▶ **設問**: かやくごはんを紹介する本文抜粋から、「大阪・心斎橋の中心街から延び」で始まり「き合っている相棒なんですよ。」で終わる部分を一字一句違えずに書き写してください。

▶ **本文抜粋**:

----------

名店のまかないレシピ

桝田兆史 / 桝田 大きな釜で炊き上げる かやくごはん

大阪・心斎橋の中心街から延びるちょっとレトロな雰囲気漂う小路。そこに溶け込むように店を構える「桝田」は、華やかな色彩で旬を伝える懐石料理の名店と知られています。カウンターで楽しめるのは、ミシュランガイド京都・大阪 二つ星ならではの確かな味と技、そして、“癒やし”を感じさせる温かなコミュニケーション。その温かさの中心にあるのは店主・桝田兆史さんのとびきりの笑顔。優しい味のまかないを教えてくれました。

全員で味談義ができる、貴重な時間

全員で味談義ができる、貴重な時間

さぁ、ちょうどかやくごはんが炊けました。今日はちょっと贅沢にカキも入れたから、おいしそうでしょ。男7人分、おかわりの分もあわせて、大きな釜で炊き上げました。この釜、私が修業していた神戸吉兆時代から使っているものでね、もう30年以上付き合っている相棒なんですよ。

----------

▶ **提供資料**:
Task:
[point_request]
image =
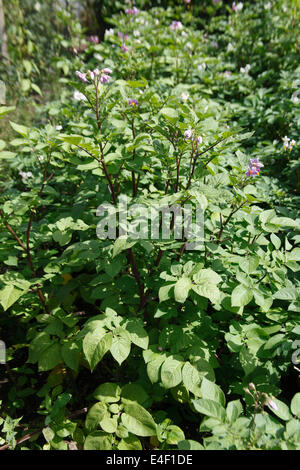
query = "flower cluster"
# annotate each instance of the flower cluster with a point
(245, 69)
(184, 97)
(108, 32)
(132, 11)
(202, 67)
(104, 75)
(93, 39)
(123, 36)
(78, 97)
(133, 102)
(188, 136)
(254, 167)
(237, 6)
(288, 143)
(25, 175)
(176, 25)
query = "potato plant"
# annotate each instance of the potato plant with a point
(119, 335)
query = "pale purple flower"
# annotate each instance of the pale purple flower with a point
(104, 78)
(245, 69)
(176, 25)
(82, 76)
(109, 32)
(202, 67)
(78, 97)
(132, 11)
(94, 39)
(188, 134)
(184, 96)
(237, 6)
(288, 143)
(25, 175)
(132, 102)
(254, 167)
(272, 405)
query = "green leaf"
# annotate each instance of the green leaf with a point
(109, 424)
(280, 409)
(212, 391)
(234, 410)
(130, 443)
(206, 281)
(98, 440)
(9, 295)
(50, 357)
(7, 155)
(241, 296)
(189, 444)
(95, 345)
(134, 392)
(120, 348)
(191, 378)
(122, 244)
(108, 392)
(171, 372)
(23, 130)
(137, 332)
(137, 420)
(182, 288)
(295, 405)
(210, 408)
(95, 415)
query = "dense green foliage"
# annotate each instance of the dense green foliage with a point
(141, 343)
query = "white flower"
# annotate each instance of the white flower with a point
(25, 175)
(98, 57)
(79, 96)
(237, 7)
(109, 32)
(272, 404)
(184, 96)
(202, 67)
(245, 69)
(188, 134)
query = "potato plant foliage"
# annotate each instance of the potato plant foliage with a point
(136, 343)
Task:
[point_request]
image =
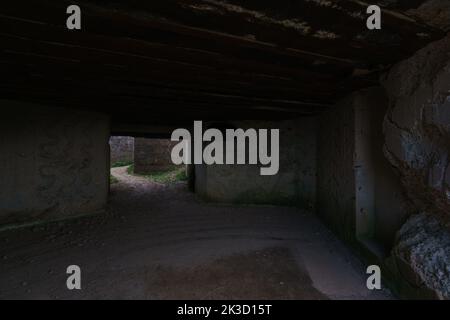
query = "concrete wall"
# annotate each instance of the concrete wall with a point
(122, 149)
(417, 144)
(54, 163)
(293, 185)
(359, 194)
(152, 155)
(335, 171)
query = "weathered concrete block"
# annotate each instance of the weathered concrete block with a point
(417, 127)
(54, 163)
(359, 196)
(421, 258)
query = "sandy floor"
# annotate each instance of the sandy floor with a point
(161, 242)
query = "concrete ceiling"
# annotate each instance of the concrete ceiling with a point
(173, 61)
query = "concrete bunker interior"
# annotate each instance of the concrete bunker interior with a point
(364, 178)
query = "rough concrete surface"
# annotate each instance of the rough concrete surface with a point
(417, 127)
(159, 242)
(53, 163)
(422, 257)
(294, 184)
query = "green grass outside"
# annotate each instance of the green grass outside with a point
(171, 175)
(121, 164)
(112, 179)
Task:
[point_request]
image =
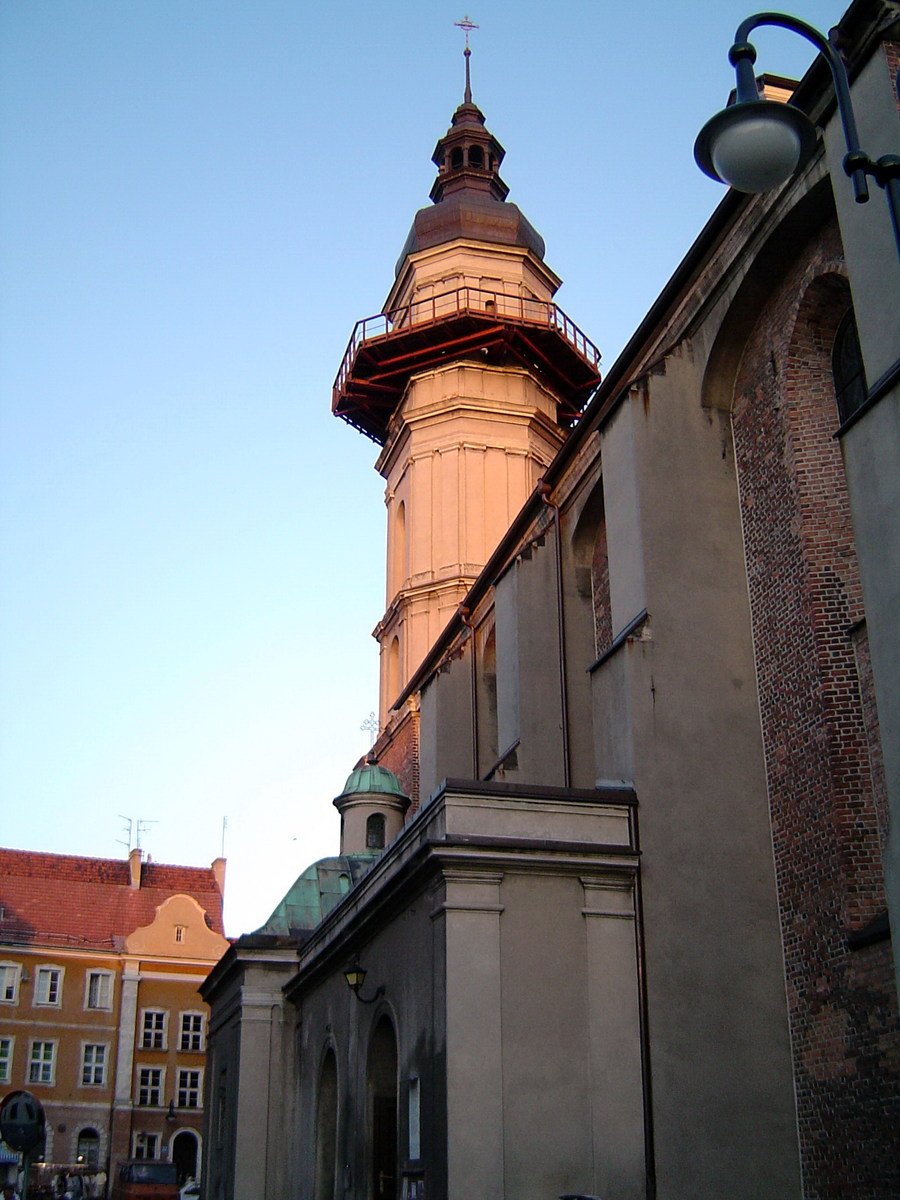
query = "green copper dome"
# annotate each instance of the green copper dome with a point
(371, 778)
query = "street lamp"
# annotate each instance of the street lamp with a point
(757, 144)
(355, 977)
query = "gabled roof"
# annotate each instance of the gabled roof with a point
(71, 901)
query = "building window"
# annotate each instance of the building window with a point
(10, 976)
(153, 1035)
(375, 832)
(189, 1089)
(150, 1089)
(94, 1065)
(6, 1047)
(147, 1145)
(48, 987)
(99, 990)
(850, 387)
(191, 1032)
(42, 1063)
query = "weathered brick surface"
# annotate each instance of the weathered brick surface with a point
(805, 600)
(397, 749)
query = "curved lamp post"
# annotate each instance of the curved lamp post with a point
(757, 144)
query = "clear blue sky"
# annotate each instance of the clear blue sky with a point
(197, 202)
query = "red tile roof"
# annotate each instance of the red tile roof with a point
(67, 900)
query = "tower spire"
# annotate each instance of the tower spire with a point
(466, 24)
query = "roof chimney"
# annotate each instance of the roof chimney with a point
(135, 868)
(219, 865)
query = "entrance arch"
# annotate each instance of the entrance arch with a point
(186, 1155)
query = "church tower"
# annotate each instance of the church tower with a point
(467, 379)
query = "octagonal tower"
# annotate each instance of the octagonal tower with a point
(468, 379)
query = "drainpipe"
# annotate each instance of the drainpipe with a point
(466, 618)
(545, 493)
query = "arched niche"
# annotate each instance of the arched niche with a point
(327, 1128)
(382, 1097)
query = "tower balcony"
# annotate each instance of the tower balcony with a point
(496, 328)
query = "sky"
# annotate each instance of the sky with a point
(197, 202)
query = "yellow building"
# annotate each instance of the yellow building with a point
(100, 1015)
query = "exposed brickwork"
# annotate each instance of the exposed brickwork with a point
(870, 719)
(805, 595)
(397, 749)
(892, 58)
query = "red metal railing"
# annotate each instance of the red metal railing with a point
(498, 305)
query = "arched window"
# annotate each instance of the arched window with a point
(850, 387)
(400, 558)
(592, 568)
(327, 1128)
(394, 670)
(375, 832)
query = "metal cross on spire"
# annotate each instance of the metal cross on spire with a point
(467, 25)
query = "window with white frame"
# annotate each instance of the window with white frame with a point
(153, 1030)
(99, 990)
(10, 976)
(190, 1087)
(191, 1031)
(94, 1065)
(6, 1049)
(42, 1062)
(145, 1145)
(48, 987)
(150, 1080)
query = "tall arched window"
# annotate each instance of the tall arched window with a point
(393, 670)
(850, 387)
(375, 832)
(400, 561)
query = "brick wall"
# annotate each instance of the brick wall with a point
(397, 749)
(805, 603)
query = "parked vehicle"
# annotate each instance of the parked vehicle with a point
(147, 1179)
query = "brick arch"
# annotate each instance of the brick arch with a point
(813, 214)
(805, 599)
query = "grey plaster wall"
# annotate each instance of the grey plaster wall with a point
(405, 957)
(445, 743)
(719, 1038)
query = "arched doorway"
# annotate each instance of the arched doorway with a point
(185, 1155)
(383, 1110)
(88, 1147)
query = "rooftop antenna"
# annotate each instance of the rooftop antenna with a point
(467, 25)
(127, 828)
(142, 827)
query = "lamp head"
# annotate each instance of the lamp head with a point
(355, 977)
(755, 144)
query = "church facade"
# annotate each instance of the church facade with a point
(625, 934)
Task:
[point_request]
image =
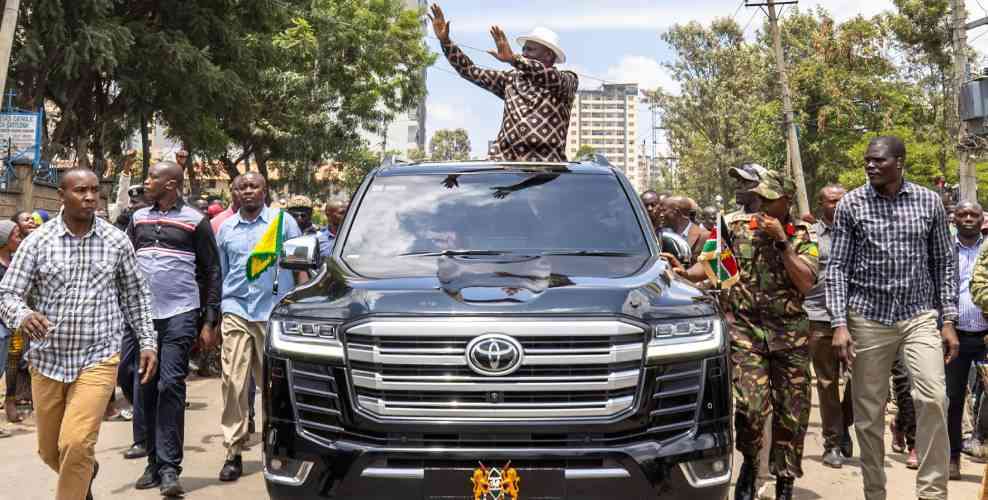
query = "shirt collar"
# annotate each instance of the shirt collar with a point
(906, 188)
(981, 240)
(179, 203)
(96, 229)
(265, 216)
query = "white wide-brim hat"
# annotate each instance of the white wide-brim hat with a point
(547, 37)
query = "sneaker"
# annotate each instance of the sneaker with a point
(832, 458)
(898, 439)
(170, 485)
(150, 479)
(913, 461)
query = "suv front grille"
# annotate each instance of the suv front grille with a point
(418, 369)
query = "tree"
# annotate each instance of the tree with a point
(449, 145)
(584, 152)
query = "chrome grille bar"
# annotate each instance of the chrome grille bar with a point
(419, 369)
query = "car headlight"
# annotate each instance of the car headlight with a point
(685, 337)
(305, 337)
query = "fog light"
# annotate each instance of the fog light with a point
(707, 472)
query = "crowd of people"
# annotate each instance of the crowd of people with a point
(165, 280)
(887, 282)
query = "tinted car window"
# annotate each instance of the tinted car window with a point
(513, 212)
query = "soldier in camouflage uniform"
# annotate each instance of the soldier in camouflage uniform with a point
(777, 258)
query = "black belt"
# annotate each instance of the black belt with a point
(972, 334)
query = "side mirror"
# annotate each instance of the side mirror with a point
(300, 254)
(676, 245)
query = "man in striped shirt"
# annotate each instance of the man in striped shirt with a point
(80, 275)
(891, 283)
(177, 254)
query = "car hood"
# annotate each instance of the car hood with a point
(638, 287)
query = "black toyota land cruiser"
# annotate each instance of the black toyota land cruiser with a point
(491, 330)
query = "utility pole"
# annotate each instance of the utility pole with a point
(7, 29)
(795, 160)
(966, 168)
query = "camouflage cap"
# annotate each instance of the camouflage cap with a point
(774, 185)
(299, 201)
(752, 172)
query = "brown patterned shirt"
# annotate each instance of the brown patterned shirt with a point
(537, 104)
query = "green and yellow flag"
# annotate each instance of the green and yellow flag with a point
(265, 253)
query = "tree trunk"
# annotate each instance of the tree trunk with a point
(145, 147)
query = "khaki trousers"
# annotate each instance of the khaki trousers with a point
(836, 416)
(68, 419)
(922, 351)
(242, 355)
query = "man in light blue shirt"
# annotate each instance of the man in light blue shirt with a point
(971, 325)
(246, 307)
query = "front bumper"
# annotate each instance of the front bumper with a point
(346, 469)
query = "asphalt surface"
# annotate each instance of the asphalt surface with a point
(24, 477)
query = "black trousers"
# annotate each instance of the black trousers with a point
(163, 398)
(972, 349)
(130, 383)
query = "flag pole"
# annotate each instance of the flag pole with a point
(720, 250)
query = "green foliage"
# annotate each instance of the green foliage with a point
(585, 151)
(449, 144)
(850, 82)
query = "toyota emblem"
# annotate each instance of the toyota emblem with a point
(494, 354)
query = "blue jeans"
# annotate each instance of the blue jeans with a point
(163, 398)
(130, 383)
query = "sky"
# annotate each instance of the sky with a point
(617, 41)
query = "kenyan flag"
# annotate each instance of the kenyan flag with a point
(717, 257)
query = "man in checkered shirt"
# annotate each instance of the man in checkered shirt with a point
(537, 96)
(891, 284)
(79, 274)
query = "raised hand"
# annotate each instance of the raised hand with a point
(439, 24)
(503, 52)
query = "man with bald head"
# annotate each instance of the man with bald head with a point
(177, 253)
(676, 215)
(335, 210)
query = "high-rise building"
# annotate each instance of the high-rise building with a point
(606, 119)
(407, 130)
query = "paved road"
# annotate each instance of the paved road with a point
(22, 475)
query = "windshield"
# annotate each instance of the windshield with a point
(404, 222)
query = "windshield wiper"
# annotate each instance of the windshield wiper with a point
(590, 253)
(444, 253)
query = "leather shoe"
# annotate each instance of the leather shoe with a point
(232, 469)
(744, 488)
(783, 488)
(955, 469)
(136, 451)
(170, 486)
(89, 494)
(832, 458)
(149, 479)
(846, 445)
(913, 461)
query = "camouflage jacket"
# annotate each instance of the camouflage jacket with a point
(765, 303)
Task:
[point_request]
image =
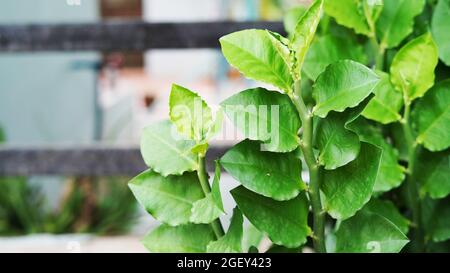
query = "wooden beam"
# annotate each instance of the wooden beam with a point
(121, 35)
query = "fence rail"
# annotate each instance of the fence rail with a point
(121, 36)
(79, 161)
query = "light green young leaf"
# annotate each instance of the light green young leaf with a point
(232, 241)
(190, 114)
(285, 222)
(206, 210)
(165, 151)
(342, 85)
(349, 188)
(274, 175)
(329, 49)
(433, 170)
(369, 232)
(431, 118)
(391, 173)
(292, 17)
(180, 239)
(168, 199)
(412, 70)
(386, 104)
(304, 33)
(337, 145)
(388, 210)
(267, 116)
(348, 13)
(253, 53)
(397, 20)
(440, 26)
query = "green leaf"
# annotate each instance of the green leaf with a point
(433, 170)
(253, 53)
(431, 118)
(348, 13)
(168, 199)
(208, 209)
(391, 173)
(349, 188)
(165, 151)
(232, 241)
(388, 210)
(337, 145)
(397, 20)
(386, 104)
(329, 49)
(270, 174)
(412, 70)
(285, 222)
(190, 114)
(267, 116)
(440, 26)
(342, 85)
(369, 232)
(292, 17)
(180, 239)
(304, 33)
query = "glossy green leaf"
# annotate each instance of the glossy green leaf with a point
(349, 188)
(168, 199)
(431, 118)
(388, 210)
(267, 116)
(342, 85)
(231, 242)
(369, 232)
(337, 145)
(190, 114)
(209, 208)
(433, 170)
(285, 222)
(397, 20)
(391, 173)
(274, 175)
(180, 239)
(348, 13)
(329, 49)
(305, 31)
(165, 151)
(253, 53)
(440, 26)
(386, 104)
(412, 70)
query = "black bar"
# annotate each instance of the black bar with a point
(90, 161)
(121, 36)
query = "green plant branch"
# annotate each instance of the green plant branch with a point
(216, 225)
(314, 170)
(412, 189)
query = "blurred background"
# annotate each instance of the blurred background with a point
(79, 99)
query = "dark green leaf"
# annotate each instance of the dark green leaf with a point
(285, 222)
(270, 174)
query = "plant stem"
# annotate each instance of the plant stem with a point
(315, 174)
(413, 192)
(216, 225)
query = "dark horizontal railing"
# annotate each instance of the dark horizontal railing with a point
(79, 161)
(121, 36)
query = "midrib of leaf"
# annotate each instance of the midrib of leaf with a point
(275, 211)
(286, 86)
(257, 167)
(339, 94)
(433, 124)
(175, 149)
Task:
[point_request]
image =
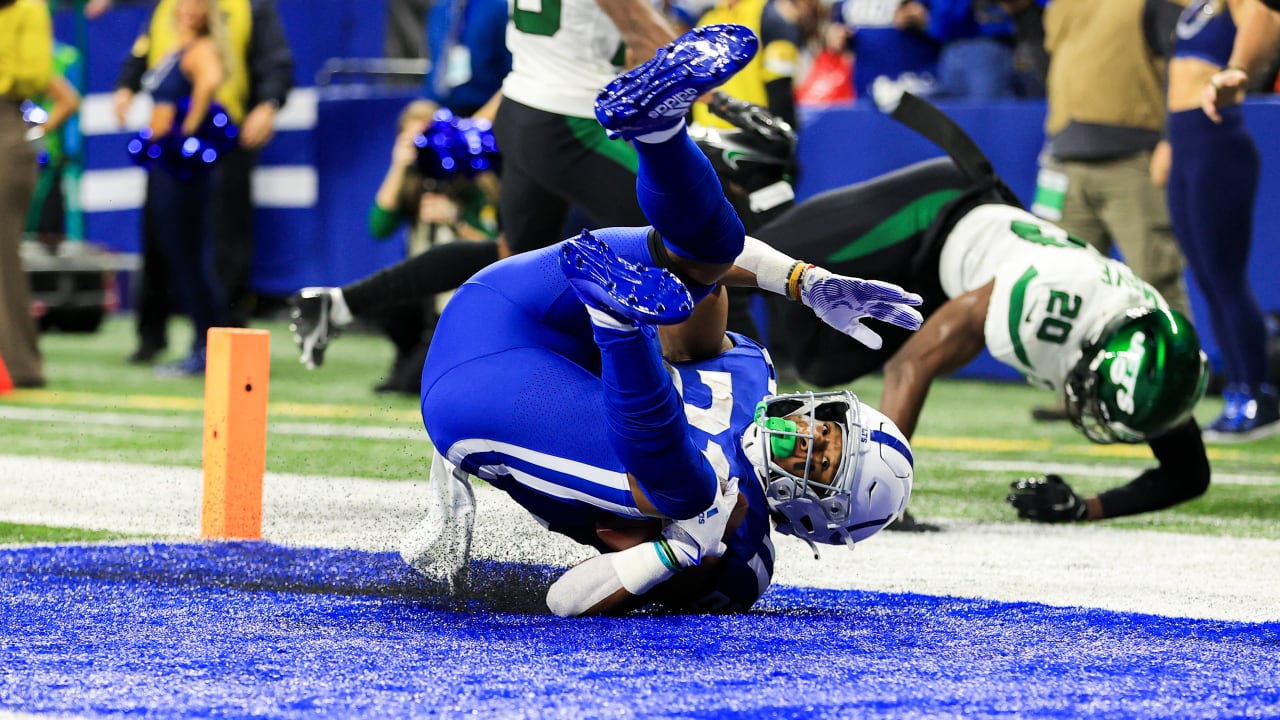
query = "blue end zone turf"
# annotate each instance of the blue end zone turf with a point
(254, 629)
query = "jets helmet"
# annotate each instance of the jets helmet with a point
(871, 484)
(1142, 377)
(755, 165)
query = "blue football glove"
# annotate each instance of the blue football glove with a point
(842, 302)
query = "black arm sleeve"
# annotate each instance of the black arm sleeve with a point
(270, 59)
(1182, 475)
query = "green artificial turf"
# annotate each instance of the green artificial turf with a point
(973, 438)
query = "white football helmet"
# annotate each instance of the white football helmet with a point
(872, 483)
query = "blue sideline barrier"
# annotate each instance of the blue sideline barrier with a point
(343, 146)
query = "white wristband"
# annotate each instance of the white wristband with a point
(771, 268)
(640, 568)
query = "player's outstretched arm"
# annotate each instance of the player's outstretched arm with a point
(1183, 474)
(840, 301)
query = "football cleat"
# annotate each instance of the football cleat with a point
(1249, 414)
(311, 323)
(657, 94)
(647, 296)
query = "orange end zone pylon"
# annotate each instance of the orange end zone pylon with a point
(237, 378)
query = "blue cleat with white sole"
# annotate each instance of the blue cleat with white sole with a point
(657, 94)
(645, 296)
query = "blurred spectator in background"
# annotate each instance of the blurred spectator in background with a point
(1256, 44)
(46, 218)
(768, 80)
(888, 41)
(976, 60)
(439, 206)
(469, 57)
(26, 67)
(1212, 183)
(406, 28)
(260, 74)
(183, 85)
(1106, 78)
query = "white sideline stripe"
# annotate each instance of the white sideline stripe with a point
(124, 188)
(1176, 575)
(184, 423)
(1114, 470)
(97, 113)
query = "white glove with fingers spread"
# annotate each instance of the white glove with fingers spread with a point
(842, 302)
(702, 536)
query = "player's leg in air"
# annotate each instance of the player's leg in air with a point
(519, 404)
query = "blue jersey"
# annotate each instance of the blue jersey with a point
(720, 402)
(511, 393)
(1206, 31)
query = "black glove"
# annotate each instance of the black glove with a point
(1046, 500)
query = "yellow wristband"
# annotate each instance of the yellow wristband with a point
(794, 279)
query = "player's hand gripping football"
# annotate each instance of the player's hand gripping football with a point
(1046, 500)
(842, 302)
(702, 536)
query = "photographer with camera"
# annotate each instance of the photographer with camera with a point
(440, 185)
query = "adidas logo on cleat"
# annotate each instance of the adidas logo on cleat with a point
(675, 105)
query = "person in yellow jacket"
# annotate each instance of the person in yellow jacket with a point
(26, 68)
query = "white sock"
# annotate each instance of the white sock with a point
(662, 135)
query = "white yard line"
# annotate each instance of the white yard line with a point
(1128, 570)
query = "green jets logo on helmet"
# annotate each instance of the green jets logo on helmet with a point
(1141, 378)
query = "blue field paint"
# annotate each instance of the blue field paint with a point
(252, 629)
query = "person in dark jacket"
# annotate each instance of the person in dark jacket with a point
(255, 91)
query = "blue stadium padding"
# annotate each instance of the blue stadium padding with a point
(261, 630)
(355, 133)
(328, 245)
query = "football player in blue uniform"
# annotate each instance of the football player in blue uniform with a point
(595, 383)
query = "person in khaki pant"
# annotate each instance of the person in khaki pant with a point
(1105, 94)
(26, 67)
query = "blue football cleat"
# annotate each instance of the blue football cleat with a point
(648, 296)
(657, 94)
(1251, 413)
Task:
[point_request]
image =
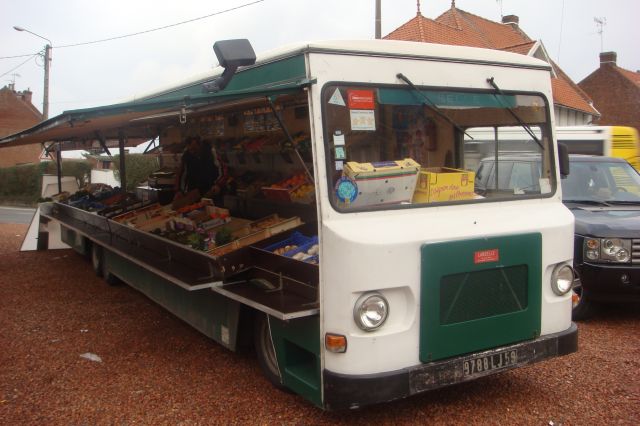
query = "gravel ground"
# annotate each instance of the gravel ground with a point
(155, 369)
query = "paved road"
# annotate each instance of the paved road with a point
(16, 215)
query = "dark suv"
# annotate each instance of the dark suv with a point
(604, 195)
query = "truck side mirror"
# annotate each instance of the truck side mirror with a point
(231, 54)
(563, 154)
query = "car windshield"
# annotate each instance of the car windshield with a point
(398, 146)
(601, 181)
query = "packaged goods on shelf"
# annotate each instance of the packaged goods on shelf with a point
(385, 182)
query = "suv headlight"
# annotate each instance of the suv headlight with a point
(614, 250)
(370, 311)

----------

▶ **解答**:
大阪・心斎橋の中心街から延びるちょっとレトロな雰囲気漂う小路。そこに溶け込むように店を構える「桝田」は、華やかな色彩で旬を伝える懐石料理の名店と知られています。カウンターで楽しめるのは、ミシュランガイド京都・大阪 二つ星ならではの確かな味と技、そして、“癒やし”を感じさせる温かなコミュニケーション。その温かさの中心にあるのは店主・桝田兆史さんのとびきりの笑顔。優しい味のまかないを教えてくれました。

全員で味談義ができる、貴重な時間

全員で味談義ができる、貴重な時間

さぁ、ちょうどかやくごはんが炊けました。今日はちょっと贅沢にカキも入れたから、おいしそうでしょ。男7人分、おかわりの分もあわせて、大きな釜で炊き上げました。この釜、私が修業していた神戸吉兆時代から使っているものでね、もう30年以上付き合っている相棒なんですよ。